> **SOURCE TEXT**:
════════════════════

Marandi notes, "He was an extraordinary smart person, who was also a political genius. His alliances easily shifted, since he saw himself as a centrist. In the late 1980s and 1990s the leftists (later reformists) hated him and claimed that he was pro-American and a liberal capitalist who crushed the poor. At that time he was close to the conservatives (later principalists), but the leftists (later reformists) couldn't hurt him especially in the 1980s when he was very popular."

Confused? Well, that's Iran's complex/convoluted politics in a nutshell; nothing can be understood if one does not apprehend the nuances between principalists (those faithful to the radical precepts of the revolution) and reformists (some now within the current Rouhani administration, some silenced for good).

════════════════════

> **DATASET ENTRIES**:
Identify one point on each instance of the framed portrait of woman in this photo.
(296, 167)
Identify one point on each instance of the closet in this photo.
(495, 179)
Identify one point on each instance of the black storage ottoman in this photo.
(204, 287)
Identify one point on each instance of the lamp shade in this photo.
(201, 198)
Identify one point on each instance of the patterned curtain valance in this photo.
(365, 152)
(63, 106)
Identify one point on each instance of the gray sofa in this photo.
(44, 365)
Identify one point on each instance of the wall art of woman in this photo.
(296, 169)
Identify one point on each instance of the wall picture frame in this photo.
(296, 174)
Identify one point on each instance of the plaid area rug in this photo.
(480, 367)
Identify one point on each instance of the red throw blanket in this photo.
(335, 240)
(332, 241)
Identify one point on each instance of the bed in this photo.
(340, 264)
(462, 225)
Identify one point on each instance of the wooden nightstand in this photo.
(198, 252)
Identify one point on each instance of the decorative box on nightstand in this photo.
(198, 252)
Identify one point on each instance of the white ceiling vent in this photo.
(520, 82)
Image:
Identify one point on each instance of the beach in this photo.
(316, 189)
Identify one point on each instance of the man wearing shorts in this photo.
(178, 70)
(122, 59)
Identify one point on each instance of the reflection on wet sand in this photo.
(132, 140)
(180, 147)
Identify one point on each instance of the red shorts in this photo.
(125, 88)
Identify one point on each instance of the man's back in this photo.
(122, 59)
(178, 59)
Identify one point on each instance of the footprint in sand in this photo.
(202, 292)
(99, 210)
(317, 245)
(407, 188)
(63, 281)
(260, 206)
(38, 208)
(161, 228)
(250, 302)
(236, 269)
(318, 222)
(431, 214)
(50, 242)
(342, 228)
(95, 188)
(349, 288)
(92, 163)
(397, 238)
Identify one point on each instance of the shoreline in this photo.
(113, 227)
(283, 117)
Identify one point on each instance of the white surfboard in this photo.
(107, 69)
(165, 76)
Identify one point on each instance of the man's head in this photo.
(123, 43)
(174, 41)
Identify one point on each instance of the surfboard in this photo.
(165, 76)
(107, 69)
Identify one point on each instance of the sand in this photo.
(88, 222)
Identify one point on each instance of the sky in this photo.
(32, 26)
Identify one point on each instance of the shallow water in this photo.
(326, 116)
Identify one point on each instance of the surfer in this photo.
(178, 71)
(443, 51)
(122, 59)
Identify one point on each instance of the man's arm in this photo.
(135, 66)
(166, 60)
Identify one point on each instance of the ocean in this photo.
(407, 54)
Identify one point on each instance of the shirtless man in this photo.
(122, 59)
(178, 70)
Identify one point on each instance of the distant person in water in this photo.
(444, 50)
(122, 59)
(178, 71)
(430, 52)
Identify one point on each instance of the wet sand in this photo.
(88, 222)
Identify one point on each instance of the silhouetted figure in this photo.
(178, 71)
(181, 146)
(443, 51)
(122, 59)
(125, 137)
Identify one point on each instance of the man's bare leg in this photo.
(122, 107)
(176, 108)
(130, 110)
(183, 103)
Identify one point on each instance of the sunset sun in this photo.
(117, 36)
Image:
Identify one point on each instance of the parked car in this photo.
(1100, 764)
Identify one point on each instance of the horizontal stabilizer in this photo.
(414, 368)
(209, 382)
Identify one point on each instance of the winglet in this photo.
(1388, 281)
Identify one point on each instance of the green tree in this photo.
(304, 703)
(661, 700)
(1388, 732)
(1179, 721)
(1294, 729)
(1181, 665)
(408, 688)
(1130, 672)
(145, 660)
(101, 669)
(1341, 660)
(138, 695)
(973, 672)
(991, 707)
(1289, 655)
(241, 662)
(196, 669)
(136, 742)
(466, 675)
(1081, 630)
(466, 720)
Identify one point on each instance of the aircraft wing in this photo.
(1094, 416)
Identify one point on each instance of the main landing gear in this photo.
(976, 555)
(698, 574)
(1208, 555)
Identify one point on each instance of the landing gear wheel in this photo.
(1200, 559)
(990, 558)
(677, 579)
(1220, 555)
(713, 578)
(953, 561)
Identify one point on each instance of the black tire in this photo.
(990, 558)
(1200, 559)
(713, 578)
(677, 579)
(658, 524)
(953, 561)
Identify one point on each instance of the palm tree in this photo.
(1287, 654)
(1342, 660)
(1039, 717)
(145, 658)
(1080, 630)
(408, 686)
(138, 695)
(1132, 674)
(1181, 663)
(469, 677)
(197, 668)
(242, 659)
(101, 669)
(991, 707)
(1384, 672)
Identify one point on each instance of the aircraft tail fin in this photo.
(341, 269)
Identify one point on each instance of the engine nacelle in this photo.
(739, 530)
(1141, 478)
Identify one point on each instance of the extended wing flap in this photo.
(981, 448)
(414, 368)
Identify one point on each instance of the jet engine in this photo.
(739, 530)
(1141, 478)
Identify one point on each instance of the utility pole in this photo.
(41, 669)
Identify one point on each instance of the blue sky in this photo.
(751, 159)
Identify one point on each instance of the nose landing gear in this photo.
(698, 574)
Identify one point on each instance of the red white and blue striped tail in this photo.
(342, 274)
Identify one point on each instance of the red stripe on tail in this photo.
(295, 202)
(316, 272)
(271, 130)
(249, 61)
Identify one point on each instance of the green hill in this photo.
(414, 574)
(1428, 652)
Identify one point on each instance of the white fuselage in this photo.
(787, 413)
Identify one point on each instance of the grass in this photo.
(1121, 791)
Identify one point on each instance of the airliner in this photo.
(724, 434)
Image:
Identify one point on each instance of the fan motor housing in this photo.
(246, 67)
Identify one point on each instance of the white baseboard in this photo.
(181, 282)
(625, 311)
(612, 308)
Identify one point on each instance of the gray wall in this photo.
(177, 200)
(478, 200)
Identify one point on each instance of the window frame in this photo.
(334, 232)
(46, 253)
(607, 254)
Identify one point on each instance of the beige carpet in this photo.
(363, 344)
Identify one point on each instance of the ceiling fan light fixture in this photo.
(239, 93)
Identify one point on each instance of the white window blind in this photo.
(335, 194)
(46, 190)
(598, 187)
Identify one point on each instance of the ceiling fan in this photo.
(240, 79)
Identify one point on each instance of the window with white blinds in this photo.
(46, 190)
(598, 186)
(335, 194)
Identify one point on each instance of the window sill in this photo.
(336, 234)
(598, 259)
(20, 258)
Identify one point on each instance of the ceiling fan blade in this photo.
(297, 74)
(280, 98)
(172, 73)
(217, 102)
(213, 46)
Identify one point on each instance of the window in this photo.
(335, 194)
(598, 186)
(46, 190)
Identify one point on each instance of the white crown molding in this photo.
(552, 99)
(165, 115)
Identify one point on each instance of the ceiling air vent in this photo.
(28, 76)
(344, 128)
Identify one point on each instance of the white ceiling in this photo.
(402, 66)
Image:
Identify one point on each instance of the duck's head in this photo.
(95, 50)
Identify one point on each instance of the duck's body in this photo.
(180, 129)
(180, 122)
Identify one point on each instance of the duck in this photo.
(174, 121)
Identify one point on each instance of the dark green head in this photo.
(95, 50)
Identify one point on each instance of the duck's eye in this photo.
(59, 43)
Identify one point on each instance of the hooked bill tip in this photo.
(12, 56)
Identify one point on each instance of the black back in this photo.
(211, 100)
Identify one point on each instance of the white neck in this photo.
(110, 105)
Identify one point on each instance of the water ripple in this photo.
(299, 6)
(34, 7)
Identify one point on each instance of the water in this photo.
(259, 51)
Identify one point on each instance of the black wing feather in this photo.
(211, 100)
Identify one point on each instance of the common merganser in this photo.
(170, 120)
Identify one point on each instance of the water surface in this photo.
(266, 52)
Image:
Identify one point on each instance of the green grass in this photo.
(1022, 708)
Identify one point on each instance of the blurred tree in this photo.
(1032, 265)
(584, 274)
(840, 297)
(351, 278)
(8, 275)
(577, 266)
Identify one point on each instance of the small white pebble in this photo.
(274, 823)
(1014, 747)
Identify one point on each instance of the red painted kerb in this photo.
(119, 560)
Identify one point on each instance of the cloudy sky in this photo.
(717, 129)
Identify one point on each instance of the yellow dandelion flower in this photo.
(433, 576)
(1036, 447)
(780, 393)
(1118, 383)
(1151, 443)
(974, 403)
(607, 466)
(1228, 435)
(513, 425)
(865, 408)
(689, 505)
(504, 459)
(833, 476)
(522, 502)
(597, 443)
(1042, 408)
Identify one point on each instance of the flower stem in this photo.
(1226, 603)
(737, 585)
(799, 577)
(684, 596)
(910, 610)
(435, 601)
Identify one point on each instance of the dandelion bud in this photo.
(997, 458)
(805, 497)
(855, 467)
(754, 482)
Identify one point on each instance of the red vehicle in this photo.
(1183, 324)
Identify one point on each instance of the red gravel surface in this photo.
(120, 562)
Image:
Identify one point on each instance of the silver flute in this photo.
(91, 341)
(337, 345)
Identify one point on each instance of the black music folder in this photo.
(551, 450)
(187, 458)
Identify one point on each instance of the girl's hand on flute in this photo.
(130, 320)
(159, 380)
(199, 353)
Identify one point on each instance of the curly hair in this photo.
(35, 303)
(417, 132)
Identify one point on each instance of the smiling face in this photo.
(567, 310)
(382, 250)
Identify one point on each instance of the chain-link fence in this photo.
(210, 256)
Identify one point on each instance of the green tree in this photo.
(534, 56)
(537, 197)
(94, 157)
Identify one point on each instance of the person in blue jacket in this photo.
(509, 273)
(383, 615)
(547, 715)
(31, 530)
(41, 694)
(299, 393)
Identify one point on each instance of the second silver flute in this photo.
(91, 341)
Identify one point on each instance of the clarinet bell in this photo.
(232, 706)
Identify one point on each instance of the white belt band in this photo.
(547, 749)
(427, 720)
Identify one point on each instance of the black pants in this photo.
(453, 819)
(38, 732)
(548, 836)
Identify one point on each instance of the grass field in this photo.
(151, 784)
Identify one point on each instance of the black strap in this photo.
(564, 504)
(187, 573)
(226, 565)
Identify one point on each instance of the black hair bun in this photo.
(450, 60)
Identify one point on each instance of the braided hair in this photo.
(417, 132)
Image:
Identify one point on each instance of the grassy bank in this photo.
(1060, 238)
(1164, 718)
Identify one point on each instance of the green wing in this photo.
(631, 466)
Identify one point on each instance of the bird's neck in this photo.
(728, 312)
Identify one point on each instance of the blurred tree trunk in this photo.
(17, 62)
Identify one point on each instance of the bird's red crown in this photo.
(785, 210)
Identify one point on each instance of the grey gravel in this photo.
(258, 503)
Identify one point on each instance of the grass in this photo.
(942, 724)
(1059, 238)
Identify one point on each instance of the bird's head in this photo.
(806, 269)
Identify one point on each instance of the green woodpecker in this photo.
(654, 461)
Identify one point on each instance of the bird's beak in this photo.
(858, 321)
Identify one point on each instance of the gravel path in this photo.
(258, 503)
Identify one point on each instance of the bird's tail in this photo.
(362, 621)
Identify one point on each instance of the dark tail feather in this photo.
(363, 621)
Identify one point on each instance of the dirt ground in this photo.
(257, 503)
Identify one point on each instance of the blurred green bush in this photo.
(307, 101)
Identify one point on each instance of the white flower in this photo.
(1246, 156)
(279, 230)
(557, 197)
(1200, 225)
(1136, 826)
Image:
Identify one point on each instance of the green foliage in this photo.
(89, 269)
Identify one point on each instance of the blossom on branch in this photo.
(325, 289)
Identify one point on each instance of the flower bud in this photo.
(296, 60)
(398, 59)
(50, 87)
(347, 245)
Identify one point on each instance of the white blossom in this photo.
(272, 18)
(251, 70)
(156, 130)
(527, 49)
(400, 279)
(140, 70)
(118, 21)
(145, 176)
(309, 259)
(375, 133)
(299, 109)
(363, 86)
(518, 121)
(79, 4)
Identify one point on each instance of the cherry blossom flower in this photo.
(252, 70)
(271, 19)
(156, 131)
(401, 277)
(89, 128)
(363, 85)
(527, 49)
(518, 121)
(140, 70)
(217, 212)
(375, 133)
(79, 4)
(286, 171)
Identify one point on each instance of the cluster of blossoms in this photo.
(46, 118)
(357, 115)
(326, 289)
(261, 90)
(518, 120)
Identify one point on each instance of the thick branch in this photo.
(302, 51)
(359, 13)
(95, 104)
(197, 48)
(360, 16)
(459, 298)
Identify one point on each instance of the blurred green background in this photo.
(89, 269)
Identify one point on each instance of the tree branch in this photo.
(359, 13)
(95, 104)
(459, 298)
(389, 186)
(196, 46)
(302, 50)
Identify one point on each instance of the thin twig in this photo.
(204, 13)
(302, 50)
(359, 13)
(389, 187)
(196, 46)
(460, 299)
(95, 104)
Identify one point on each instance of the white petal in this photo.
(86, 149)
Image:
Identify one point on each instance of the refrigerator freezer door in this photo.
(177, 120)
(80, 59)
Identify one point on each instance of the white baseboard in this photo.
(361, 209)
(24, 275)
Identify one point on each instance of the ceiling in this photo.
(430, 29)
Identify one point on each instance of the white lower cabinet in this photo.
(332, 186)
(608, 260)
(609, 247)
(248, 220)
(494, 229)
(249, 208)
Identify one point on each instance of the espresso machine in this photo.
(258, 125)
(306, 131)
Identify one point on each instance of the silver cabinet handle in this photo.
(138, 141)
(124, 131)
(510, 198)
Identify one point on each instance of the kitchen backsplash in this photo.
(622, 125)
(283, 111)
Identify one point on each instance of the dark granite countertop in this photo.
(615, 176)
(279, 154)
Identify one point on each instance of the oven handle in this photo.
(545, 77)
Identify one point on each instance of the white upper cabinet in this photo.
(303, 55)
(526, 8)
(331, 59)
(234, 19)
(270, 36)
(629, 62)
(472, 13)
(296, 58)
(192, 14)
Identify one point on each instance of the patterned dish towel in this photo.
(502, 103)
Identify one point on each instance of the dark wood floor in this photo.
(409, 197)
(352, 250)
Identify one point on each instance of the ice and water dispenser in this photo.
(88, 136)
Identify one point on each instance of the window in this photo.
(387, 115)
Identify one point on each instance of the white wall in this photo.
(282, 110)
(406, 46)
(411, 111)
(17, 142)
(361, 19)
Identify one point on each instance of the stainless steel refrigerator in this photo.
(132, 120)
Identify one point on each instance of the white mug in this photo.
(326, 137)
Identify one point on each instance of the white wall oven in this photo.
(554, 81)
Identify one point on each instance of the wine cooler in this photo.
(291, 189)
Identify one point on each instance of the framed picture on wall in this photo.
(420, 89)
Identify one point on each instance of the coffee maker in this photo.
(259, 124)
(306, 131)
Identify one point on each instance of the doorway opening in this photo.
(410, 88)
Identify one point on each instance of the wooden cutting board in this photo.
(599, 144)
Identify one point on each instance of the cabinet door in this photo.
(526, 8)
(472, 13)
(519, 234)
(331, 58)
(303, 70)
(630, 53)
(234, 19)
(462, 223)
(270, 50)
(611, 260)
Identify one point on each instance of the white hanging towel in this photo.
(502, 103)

════════════════════

> **DIRECTIONS**:
1) Recast the listing, from the line with "Identify one point on each instance of the sunset" up to and including the line with "(1100, 764)", as a two-column CSV with the headers request and answer. Use one row per request, put each field in quotes, and replace line breaks with spaces.
2) Continue the passage on Iran's politics from where it stops.
The passage on Iran's politics and the listing are unrelated to each other.

> **TASK-BY-TASK OUTPUTS**:
1)
request,answer
"Identify one point on each instance of the sunset sun in this photo.","(117, 36)"
"Image: Identify one point on each instance of the parked car in this photo.","(1100, 764)"

2)
Exceptionalists don't do dialogue

Even after his own presidency, Rafsanjani remained in the spotlight. He vigorously supported suave reformist cleric Mohammad Khatami in the 1997 presidential elections. Khatami won hands down and proposed a "dialogue of civilizations" to include the US but that was predictably spurned, ruthlessly, and foolishly, by Washington.

Here's Marandi on the late 1990s: "When Khatami came to power (and suddenly jumped from a form of Islamic Revolutionary Socialism to Liberal Capitalism), Khatami's people led a smear campaign claiming that Rafsanjani was the root of all evil.. As a result Rafsanjani was crushed in the sixth parliamentary elections along with his conservative (later principalist) allies."

Then came the Ahmadinejad earthquake – in 2005. Rafsanjani, once again running, led the first round; but lost the second round to the hardcore populism of Ahmadinejad. The world remembers, with trepidation, that during the second part of the 2000s Washington, under Bush 2, was always a click away from "nuking Iran".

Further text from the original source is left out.